Give back the whole listing exactly as written, leaving out each picture.

(The records)
BEGIN
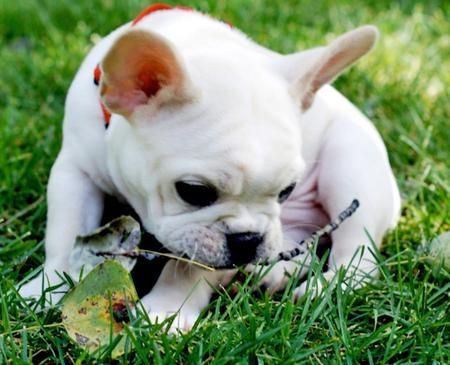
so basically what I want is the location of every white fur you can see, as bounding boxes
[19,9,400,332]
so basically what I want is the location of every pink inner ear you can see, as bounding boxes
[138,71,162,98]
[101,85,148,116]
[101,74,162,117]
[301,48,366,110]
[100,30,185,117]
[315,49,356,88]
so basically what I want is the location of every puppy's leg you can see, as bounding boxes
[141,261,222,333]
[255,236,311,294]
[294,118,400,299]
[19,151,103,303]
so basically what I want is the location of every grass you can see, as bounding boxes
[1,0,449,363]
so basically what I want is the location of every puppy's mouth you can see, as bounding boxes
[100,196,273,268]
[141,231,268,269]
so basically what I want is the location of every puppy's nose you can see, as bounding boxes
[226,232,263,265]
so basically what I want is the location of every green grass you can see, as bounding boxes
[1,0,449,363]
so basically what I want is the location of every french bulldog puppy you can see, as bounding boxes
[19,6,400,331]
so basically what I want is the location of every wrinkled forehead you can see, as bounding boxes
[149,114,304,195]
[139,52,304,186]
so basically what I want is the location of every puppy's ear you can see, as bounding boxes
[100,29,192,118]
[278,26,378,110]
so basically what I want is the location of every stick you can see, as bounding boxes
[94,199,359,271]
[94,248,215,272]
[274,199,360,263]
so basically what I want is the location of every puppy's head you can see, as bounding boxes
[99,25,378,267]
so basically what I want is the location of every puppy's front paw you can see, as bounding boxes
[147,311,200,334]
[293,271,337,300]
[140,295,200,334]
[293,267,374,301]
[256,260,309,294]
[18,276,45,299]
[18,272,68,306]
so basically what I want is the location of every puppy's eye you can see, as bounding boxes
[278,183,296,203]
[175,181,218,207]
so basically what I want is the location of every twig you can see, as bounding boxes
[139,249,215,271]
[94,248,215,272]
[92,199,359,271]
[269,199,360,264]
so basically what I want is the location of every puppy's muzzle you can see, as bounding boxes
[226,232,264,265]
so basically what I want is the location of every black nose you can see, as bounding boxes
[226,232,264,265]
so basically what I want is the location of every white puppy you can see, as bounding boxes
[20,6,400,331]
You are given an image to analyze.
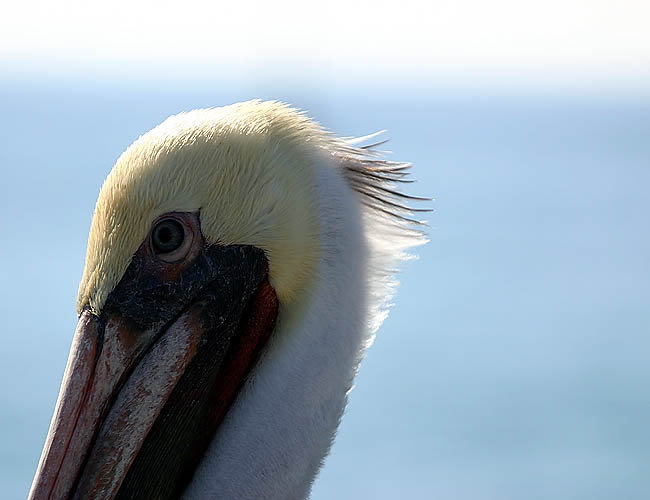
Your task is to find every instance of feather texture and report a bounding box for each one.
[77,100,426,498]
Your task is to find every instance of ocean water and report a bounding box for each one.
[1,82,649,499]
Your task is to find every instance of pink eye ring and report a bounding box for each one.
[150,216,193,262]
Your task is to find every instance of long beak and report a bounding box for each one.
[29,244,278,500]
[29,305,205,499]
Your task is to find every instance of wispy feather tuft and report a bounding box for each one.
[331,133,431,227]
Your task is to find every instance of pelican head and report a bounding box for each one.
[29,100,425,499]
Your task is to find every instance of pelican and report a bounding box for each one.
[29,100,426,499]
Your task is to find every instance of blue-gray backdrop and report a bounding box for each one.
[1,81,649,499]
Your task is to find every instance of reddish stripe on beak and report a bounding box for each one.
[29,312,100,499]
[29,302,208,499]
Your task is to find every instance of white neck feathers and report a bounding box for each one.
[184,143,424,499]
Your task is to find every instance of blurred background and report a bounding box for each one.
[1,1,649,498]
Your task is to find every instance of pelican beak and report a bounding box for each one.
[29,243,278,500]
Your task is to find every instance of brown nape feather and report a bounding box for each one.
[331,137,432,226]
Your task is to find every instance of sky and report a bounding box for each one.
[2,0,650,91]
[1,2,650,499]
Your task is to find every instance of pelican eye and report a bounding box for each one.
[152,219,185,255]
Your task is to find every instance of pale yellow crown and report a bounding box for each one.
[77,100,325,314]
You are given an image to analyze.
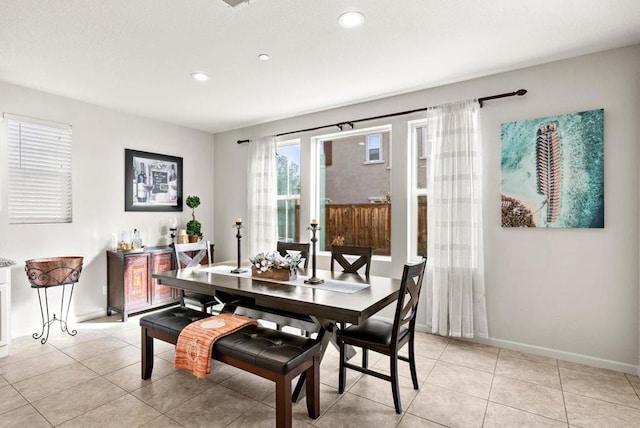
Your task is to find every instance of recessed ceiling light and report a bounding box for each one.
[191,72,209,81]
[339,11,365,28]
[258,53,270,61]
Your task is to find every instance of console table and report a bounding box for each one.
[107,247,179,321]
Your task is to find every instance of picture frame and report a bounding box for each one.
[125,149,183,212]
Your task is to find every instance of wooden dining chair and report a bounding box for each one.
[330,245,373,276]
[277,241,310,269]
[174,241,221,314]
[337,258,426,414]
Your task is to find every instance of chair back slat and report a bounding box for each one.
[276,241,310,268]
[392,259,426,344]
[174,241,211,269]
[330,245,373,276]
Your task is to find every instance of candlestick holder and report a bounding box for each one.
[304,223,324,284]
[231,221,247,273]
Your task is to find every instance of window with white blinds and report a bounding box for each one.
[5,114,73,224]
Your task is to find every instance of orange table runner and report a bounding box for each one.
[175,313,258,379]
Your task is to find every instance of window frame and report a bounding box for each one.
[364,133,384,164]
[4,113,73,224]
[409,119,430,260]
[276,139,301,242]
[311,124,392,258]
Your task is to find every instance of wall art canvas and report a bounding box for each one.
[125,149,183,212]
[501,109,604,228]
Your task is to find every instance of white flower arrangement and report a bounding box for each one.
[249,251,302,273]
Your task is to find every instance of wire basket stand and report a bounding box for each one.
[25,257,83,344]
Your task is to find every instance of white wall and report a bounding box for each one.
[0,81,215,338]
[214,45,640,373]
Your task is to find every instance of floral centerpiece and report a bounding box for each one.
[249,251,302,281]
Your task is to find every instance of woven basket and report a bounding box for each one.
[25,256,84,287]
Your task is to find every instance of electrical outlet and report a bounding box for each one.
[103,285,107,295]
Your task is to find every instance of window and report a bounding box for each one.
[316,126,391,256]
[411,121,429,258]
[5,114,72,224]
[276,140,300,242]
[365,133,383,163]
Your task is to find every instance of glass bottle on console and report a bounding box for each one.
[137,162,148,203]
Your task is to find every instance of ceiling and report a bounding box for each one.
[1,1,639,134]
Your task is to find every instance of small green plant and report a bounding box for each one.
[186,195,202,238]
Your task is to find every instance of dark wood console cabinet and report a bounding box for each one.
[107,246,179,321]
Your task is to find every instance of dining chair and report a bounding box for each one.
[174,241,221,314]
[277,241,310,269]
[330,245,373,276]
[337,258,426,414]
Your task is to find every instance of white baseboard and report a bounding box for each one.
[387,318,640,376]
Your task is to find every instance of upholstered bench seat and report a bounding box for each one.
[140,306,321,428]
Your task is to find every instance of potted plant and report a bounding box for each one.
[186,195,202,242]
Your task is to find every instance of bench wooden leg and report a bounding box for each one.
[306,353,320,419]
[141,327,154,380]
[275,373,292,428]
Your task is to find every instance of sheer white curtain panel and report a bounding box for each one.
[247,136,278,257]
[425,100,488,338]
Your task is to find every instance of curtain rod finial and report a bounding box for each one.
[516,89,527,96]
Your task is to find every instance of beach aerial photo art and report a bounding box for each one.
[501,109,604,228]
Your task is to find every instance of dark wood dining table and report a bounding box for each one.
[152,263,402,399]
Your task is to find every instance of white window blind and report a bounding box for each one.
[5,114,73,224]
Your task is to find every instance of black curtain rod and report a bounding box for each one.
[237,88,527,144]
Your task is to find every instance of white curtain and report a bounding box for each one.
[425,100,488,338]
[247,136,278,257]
END
(Solution to the exercise)
so basically what I want is the location of every white fur you can see, as bounding boxes
[19,9,400,332]
so basically what I want is the location of every pink inner ear you can see, as bounding boxes
[138,71,162,98]
[101,85,148,116]
[101,74,162,117]
[301,48,366,110]
[100,30,185,117]
[315,49,356,88]
so basically what I want is the location of every puppy's leg you can see, as bounding boxes
[141,261,222,333]
[255,236,311,294]
[294,118,400,299]
[19,151,103,303]
so basically what I want is the location of every grass you can see, as bounding boxes
[1,0,449,363]
so basically what I want is the location of every puppy's mouth you can see, as bounding boxes
[100,196,273,268]
[141,231,268,269]
so basically what I want is the location of every puppy's nose you can see, as bounding boxes
[226,232,263,265]
so basically what I want is the location of every green grass you can see, as bounding boxes
[1,0,449,363]
so basically what I want is the location of every french bulldog puppy you can see, as bounding boxes
[19,6,400,331]
so basically what I want is the location of every wrinkled forehead you can see, as bounding boxes
[149,114,304,195]
[139,52,304,186]
so basically what I want is the location of every puppy's ear you can see, as bounding boxes
[100,29,192,118]
[278,26,378,110]
so basically what I want is the location of every stick you can see, as bounding boxes
[94,199,359,271]
[94,248,215,272]
[274,199,360,263]
so basically what I want is the location of every puppy's head you can see, as bounding boxes
[99,25,378,267]
so basically what I want is the location of every puppy's front paw you can see, as bounding boxes
[147,311,200,334]
[293,271,337,300]
[140,295,200,334]
[293,267,374,301]
[256,260,309,294]
[18,276,45,299]
[18,272,68,306]
so basically what I want is the location of every puppy's eye you can see, as bounding boxes
[278,183,296,203]
[175,181,218,207]
so basically what I want is the location of every twig you can see, as bounding boxes
[139,249,215,271]
[94,248,215,272]
[92,199,359,271]
[269,199,360,264]
so basically what I want is the location of every puppy's muzzle you can see, as bounding boxes
[226,232,264,265]
so basically what I want is the location of every black nose you can see, as bounding boxes
[226,232,264,265]
so basically what I want is the location of every white puppy you can see, as bounding boxes
[20,6,400,331]
You are given an image to analyze.
Your task is to find every instance of feather texture and report a bounding box for each one.
[77,100,426,498]
Your task is to find every instance of ocean water and report a bounding box for each one.
[1,82,649,499]
Your task is to find every instance of pink eye ring and report a bounding box for each one.
[150,216,193,262]
Your task is to find every instance of long beak and report a bounding box for each one.
[29,244,278,500]
[29,305,205,499]
Your task is to find every instance of wispy feather tuft and report a bounding box for each one.
[331,133,431,227]
Your task is to find every instance of pelican head and report a bounding box for each one.
[29,100,425,499]
Your task is to find every instance of pelican and report a bounding box for each one.
[29,100,426,499]
Your task is to find every instance of blue-gray backdrop and report a bounding box for each one.
[1,81,649,499]
Your task is to find every instance of reddish stripe on beak and report a bounding box for each one.
[29,312,100,499]
[29,302,208,499]
Your task is to find every instance of white neck feathers and report a bounding box for each one.
[184,143,424,499]
Your task is to find every instance of blurred background and report a bounding box for each one.
[1,1,649,498]
Your task is to find every instance of pelican beak and report a bounding box for each one.
[29,243,278,500]
Your task is to find every instance of brown nape feather and report a bounding box for each one.
[331,137,432,226]
Your task is to find every instance of sky and report a bounding box for each one.
[2,0,650,91]
[1,2,650,499]
Your task is to find every instance of pelican eye and report a bounding box for each one.
[152,219,185,255]
Your task is to find every instance of pale yellow crown and report a bounding box for each one.
[77,100,325,314]
You are given an image to analyze.
Your task is to find every instance of recessed ceiling light and report a bounding box for each one.
[191,72,209,81]
[339,11,365,28]
[258,53,270,61]
Your task is to find every instance of console table and report a bounding box for each one.
[107,247,179,321]
Your task is to find every instance of picture frame and report a bounding box for each one.
[125,149,183,212]
Your task is to find every instance of wooden dining chair and report a bounding box for each one.
[330,245,373,276]
[277,241,310,269]
[174,241,221,314]
[337,258,426,414]
Your task is to find every instance of chair back slat and report a bounding box for each one.
[276,241,310,268]
[392,259,426,344]
[174,241,211,269]
[330,245,373,276]
Your task is to find every instance of candlestick holder and report a bounding box for each one.
[304,223,324,284]
[231,221,247,273]
Your task is to find every instance of window with white blinds and report a bounding box for each one.
[5,114,73,224]
Your task is to find every instance of orange table runner and report a bounding box for each one.
[175,313,258,379]
Your task is to find every instance of window frame and report a bounding box for each one.
[364,133,384,164]
[4,113,73,224]
[409,119,430,260]
[276,139,301,242]
[311,124,392,258]
Your task is to find every instance of wall art canvas and report a bounding box for each one.
[125,149,183,212]
[501,109,604,228]
Your task is to find every instance of white flower arrangement and report a bounding box for each one.
[249,251,302,273]
Your task is to find every instance of wire basket stand and report a bounding box for each one.
[25,257,83,344]
Your task is to find every instance of white wall and report a bounding box for each one.
[0,81,215,338]
[214,45,640,373]
Your task is to find every instance of floral centerpiece and report a bounding box for each one.
[249,251,302,281]
Your task is to find every instance of woven basket and report a bounding box for each one.
[25,256,84,287]
Your task is to find every instance of electrical outlet and report a bounding box for each one.
[103,285,107,295]
Your task is to find every instance of window and report a bounding box for each one.
[316,126,391,256]
[411,121,429,258]
[5,114,72,224]
[276,140,300,242]
[365,133,383,163]
Your task is to find every instance of glass bottle on console and report a bounding box for each one.
[137,162,148,203]
Your task is to find every instance of ceiling and report a bounding box for each one.
[1,1,639,134]
Your task is to find every instance of small green plant and report a bounding box for each one.
[186,195,202,238]
Your task is to find every instance of dark wood console cabinet and report a bounding box for each one.
[107,246,179,321]
Your task is to find every instance of dining chair and report a bounding box for each one.
[174,241,221,314]
[277,241,310,269]
[330,245,373,276]
[337,258,426,414]
Your task is to find every instance of white baseboard and report a bounding box for each one.
[387,318,640,376]
Your task is to find every instance of upholstered bench seat and report a bounding box for each one.
[140,306,321,428]
Your task is to find every instance of potted plant and report a bounding box for each one.
[186,195,202,242]
Your task is to find every instance of bench wooden leg and report a bounding box for each one.
[306,353,320,419]
[141,327,154,380]
[275,373,292,428]
Your task is to find every instance of sheer white curtain panel and report a bounding box for each one.
[247,136,278,257]
[425,100,488,338]
Your task is to find every instance of curtain rod finial and report a bounding box for each one.
[516,89,527,96]
Your task is to find every instance of beach aerial photo art and report a bounding box for each one.
[501,109,604,228]
Your task is to find every instance of dark wood dining table and report a bounding box for each one.
[152,263,402,399]
Your task is to find every instance of white window blind and report a bounding box for each one.
[5,114,73,224]
Your task is to find every instance of black curtain rod and report a bounding box for each one.
[237,88,527,144]
Your task is to find every instance of white curtain and report a bounding box for each one.
[425,100,488,338]
[247,136,278,257]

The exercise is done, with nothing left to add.